» **DOCUMENT SEGMENT**:
Music and Vision homepage

 

<<  -- 5 --  Roderic Dunnett    AN UNUSUAL OPERA

-------------------------------

It was the rather well-managed night-scene (Act II), but above all the water-sprites' appeals, complete with some rather good blocking and gestures (most of the attempts at stylised gesture in this production were hopeless, or at least pathetically executed; a director's 'good idea' is only a good wheeze when it is actually carried off), which finally won me -- and I suspect, the audience, over. The later scenes, quite regardless of the fact that patrons had wined and dined pleasantly in Garsington's fabulous garden in the meanwhile, seemed to acquire a cogency that Act I frankly, after (by all accounts) a superb overture that rivalled the subtle instrumentation of Rimsky's gorgeous Act II prelude) seemed to lack.

» **MATERIAL**:
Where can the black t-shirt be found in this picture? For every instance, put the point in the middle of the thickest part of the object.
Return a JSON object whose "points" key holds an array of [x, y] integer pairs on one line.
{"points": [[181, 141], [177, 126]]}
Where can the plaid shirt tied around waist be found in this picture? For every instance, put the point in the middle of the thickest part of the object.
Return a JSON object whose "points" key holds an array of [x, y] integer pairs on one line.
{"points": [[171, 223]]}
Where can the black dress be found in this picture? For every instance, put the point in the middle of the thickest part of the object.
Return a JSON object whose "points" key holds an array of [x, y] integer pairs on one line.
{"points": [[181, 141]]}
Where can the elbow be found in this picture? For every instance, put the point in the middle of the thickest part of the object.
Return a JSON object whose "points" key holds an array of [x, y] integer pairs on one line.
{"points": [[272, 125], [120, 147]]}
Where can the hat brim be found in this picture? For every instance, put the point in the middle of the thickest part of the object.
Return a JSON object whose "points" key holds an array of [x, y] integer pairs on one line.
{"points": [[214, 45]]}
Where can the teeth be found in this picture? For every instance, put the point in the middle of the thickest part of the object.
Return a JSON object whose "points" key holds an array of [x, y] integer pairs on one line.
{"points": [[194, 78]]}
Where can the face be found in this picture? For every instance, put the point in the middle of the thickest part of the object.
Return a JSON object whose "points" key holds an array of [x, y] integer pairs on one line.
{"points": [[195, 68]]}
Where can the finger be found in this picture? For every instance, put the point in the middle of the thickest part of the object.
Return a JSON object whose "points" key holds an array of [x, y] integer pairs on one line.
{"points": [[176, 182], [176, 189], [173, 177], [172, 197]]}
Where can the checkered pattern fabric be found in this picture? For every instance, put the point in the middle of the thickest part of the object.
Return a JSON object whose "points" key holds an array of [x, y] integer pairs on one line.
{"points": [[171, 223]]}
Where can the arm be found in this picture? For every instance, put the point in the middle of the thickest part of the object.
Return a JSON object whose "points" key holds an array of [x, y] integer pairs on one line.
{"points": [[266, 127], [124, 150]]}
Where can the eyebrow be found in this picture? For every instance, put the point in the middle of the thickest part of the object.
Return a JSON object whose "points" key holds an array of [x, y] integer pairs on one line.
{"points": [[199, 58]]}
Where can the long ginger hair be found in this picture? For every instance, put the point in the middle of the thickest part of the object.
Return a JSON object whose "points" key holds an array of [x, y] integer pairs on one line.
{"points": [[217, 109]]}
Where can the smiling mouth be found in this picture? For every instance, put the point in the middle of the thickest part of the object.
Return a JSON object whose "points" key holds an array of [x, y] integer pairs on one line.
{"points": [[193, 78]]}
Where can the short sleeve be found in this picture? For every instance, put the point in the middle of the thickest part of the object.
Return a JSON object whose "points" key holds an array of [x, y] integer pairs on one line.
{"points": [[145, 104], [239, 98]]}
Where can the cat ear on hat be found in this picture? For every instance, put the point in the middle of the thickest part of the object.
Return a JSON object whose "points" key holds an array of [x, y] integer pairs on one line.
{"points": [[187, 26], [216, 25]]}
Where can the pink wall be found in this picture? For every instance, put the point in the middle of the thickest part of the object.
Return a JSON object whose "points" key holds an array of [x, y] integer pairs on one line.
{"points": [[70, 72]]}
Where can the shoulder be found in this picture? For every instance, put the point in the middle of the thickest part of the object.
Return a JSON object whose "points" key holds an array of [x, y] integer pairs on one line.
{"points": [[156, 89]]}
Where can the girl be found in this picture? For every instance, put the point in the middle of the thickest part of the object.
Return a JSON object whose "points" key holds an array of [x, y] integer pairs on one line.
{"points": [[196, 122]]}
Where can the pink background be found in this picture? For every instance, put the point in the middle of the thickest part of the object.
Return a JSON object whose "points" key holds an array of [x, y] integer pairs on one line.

» **SHORT TASK 1**:
In the opera review, where had patrons wined and dined during the performance?
» **SHORT TASK 2**:
List every feature of the production that the opera review credits with finally winning over the writer.
» **SHORT TASK 3**:
Write a continuation of the opera review that picks up after its last sentence.

» **ANSWER 1**:
In Garsington's fabulous garden.

» **ANSWER 2**:
- The rather well-managed night-scene in Act II
- The water-sprites' appeals
- The rather good blocking and gestures that accompanied those appeals

» **ANSWER 3**:
Michelle Walton as Panochka in Garsington Opera's 'May Night'. Photo © 2006 Johan Persson
Michelle Walton as Panochka in Garsington Opera's 'May Night'. Photo © 2006 Johan Persson

Even at the close, I couldn't make out if they got and pitched into the watery deep the right wicked stepmother-figure (the obvious candidate survived intact; what looked like an innocent was hauled off for immolation, or rather inundation). Nor could I really make out what the amiable Kalenik (his name means charcoal burner or coal-burner, and if you think about it, it's almost the same word) was up to. Oh yes, a jolly drunk. But surely, this being Gogol, (a kind of proto-Chekhov) his was not so much a Simeonov-Pishchik comic loon, but some kind of cynical observer of life, à la Trofimov, Astrov or Lopakhin? Geoffrey Dolton is one of the British operatic stage's nattier, cannier singing actors. Someone must have forgotten to tell him what it was all about. A directorial mishap perhaps? (Come to think of it, Dolton would have been rather a good choice to direct this opera: it's an art he has espoused, not unsuccessfully: ask those at Leeds' Opera North).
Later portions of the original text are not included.